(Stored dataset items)
§

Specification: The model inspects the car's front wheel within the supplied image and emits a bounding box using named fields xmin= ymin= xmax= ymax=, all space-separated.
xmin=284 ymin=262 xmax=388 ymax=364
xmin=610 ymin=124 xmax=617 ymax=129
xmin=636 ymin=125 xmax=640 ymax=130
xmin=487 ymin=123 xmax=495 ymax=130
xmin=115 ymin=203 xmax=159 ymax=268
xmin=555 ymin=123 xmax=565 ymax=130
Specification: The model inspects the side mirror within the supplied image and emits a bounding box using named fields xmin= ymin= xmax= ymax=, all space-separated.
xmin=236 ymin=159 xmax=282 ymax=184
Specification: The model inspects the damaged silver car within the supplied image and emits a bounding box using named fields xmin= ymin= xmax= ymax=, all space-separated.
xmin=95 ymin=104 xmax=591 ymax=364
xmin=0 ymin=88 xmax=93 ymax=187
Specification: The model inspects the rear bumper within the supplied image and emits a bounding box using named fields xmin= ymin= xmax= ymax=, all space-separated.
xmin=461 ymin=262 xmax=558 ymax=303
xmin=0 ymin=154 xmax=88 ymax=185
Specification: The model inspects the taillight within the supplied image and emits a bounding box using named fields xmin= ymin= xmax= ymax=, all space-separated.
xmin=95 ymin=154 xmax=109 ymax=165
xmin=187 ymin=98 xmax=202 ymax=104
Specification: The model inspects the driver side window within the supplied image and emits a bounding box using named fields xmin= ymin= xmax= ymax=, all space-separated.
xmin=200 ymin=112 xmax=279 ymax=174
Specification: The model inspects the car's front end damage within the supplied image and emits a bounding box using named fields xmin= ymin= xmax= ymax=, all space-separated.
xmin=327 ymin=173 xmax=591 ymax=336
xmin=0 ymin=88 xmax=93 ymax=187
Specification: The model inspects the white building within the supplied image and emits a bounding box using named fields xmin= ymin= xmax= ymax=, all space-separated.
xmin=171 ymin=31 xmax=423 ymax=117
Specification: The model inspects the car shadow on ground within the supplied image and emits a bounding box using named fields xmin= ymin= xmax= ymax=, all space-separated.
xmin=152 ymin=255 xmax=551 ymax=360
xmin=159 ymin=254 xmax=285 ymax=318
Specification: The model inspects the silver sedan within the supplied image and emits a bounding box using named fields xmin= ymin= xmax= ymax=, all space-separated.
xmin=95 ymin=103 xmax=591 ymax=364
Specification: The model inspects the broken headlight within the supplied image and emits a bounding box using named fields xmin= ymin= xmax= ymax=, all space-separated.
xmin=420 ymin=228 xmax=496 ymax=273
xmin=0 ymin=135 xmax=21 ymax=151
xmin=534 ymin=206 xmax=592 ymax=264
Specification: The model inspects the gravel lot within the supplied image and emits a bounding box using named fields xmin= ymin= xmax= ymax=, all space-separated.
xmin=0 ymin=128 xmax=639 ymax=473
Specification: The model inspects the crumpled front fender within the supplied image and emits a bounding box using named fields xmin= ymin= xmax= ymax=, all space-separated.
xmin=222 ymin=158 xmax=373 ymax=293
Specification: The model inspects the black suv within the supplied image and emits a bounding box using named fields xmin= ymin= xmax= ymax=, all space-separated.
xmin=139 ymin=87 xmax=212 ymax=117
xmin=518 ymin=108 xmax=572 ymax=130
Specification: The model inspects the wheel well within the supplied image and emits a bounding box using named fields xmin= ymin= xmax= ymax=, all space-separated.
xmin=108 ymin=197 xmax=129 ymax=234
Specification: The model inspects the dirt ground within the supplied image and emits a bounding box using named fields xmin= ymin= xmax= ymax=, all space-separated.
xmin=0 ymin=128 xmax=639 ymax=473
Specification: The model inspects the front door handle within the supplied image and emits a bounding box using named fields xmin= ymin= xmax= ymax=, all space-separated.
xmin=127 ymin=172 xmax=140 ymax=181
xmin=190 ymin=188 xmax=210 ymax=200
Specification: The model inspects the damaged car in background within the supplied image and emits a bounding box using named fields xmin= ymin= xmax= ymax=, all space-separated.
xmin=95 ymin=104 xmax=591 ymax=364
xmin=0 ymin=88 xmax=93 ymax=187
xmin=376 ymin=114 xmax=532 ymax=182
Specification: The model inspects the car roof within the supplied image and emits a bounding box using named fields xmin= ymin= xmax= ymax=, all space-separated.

§

### What the task requires
Repeat the lines above exactly.

### Worked solution
Specification: The model inspects the car's front wheel within the supplied image and emits a bounding box using named fields xmin= ymin= xmax= ymax=, all space-separated.
xmin=284 ymin=262 xmax=388 ymax=364
xmin=610 ymin=124 xmax=617 ymax=129
xmin=636 ymin=125 xmax=640 ymax=130
xmin=487 ymin=123 xmax=495 ymax=130
xmin=115 ymin=203 xmax=159 ymax=268
xmin=555 ymin=123 xmax=565 ymax=130
Specification: The model inspects the side mirror within the supplied image and emits a bounding box using named fields xmin= ymin= xmax= ymax=, all space-separated.
xmin=236 ymin=159 xmax=282 ymax=184
Specification: The model inspects the damaged silver car within the supplied image and emits a bounding box using named fields xmin= ymin= xmax= ymax=, all space-separated.
xmin=95 ymin=104 xmax=591 ymax=364
xmin=0 ymin=88 xmax=93 ymax=187
Specification: The model inspects the rear bumper within the supplied image and emits a bounding box using named fields xmin= ymin= xmax= ymax=, all space-separated.
xmin=461 ymin=262 xmax=558 ymax=303
xmin=0 ymin=154 xmax=88 ymax=185
Specification: The model inspects the taillight within the supplied image and emits a bounding box using named fields xmin= ymin= xmax= ymax=, all space-separated.
xmin=95 ymin=154 xmax=109 ymax=165
xmin=187 ymin=98 xmax=202 ymax=104
Specification: The model inspects the driver side window within the supplied image and emits a bounding box using named fields xmin= ymin= xmax= ymax=, all space-separated.
xmin=200 ymin=112 xmax=279 ymax=174
Specification: The model inspects the car's front end damage within the supplied image and emits a bounding box using named fields xmin= ymin= xmax= ymax=, all space-separated.
xmin=327 ymin=173 xmax=591 ymax=336
xmin=0 ymin=88 xmax=93 ymax=187
Specification: The model inspects the white building within the supplied image and emits a bounding box using named fields xmin= ymin= xmax= ymax=, all space-separated.
xmin=171 ymin=31 xmax=423 ymax=117
Specification: The model inspects the car shadow on ground within the supplied image and emits a bounding box using named fields xmin= ymin= xmax= ymax=, all space-separated.
xmin=152 ymin=255 xmax=551 ymax=360
xmin=159 ymin=254 xmax=285 ymax=318
Specification: The model inspects the silver sedan within the supplied image and emits a bounding box using named fields xmin= ymin= xmax= ymax=, all space-separated.
xmin=95 ymin=103 xmax=591 ymax=364
Specification: The model inspects the broken headlight within the supplied image and emits a bounding box using named fields xmin= ymin= xmax= ymax=, all space-separated.
xmin=420 ymin=228 xmax=496 ymax=273
xmin=0 ymin=135 xmax=21 ymax=151
xmin=534 ymin=206 xmax=592 ymax=264
Specification: The model inspects the gravel lot within the supplied image and emits a bounding box using named fields xmin= ymin= xmax= ymax=, all space-separated.
xmin=0 ymin=128 xmax=639 ymax=473
Specification: The model inspects the crumpled front fender within the supplied image and emits a bounding box using named fields xmin= ymin= xmax= ymax=, all space-separated.
xmin=222 ymin=158 xmax=373 ymax=293
Specification: The model inspects the black suv within the supplied image and emits a bounding box using named fields xmin= ymin= xmax= ymax=, all space-separated.
xmin=139 ymin=87 xmax=212 ymax=117
xmin=518 ymin=108 xmax=572 ymax=130
Specification: The model inspects the wheel well within the supplied image and emits a bounding box using named fields xmin= ymin= xmax= ymax=, all space-separated.
xmin=108 ymin=197 xmax=129 ymax=234
Specification: The model inspects the dirt ground within the supplied image and emits a bounding box using named fields xmin= ymin= xmax= ymax=, all space-separated.
xmin=0 ymin=128 xmax=639 ymax=473
Specification: The model inspects the front door handle within the supplied image and emits a bounding box using named fields xmin= ymin= xmax= ymax=, all space-separated.
xmin=127 ymin=172 xmax=140 ymax=181
xmin=190 ymin=188 xmax=210 ymax=200
Specification: The model inspects the damaged car in background within the supplied image and emits a bounding box using named fields xmin= ymin= xmax= ymax=, all space-separated.
xmin=95 ymin=104 xmax=591 ymax=364
xmin=0 ymin=88 xmax=93 ymax=187
xmin=376 ymin=114 xmax=532 ymax=182
Specification: The model inspects the car roof within the supplied image and emits a bounding box using named fields xmin= ymin= xmax= ymax=, all space-separated.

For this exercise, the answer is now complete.